[START OF EXCERPTED DATA]

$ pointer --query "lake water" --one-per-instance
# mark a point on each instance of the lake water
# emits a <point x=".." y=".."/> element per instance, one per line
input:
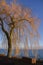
<point x="21" y="54"/>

[END OF EXCERPTED DATA]

**TASK BRIEF**
Give all the lines above as a numbered list, leaving out any blank ones and any pictures.

**WRITTEN ANSWER**
1. $ pointer --query "lake water" --one-per-instance
2. # mark a point on each instance of the lake water
3. # emits a <point x=".." y=".."/> element per instance, one per line
4. input:
5. <point x="21" y="54"/>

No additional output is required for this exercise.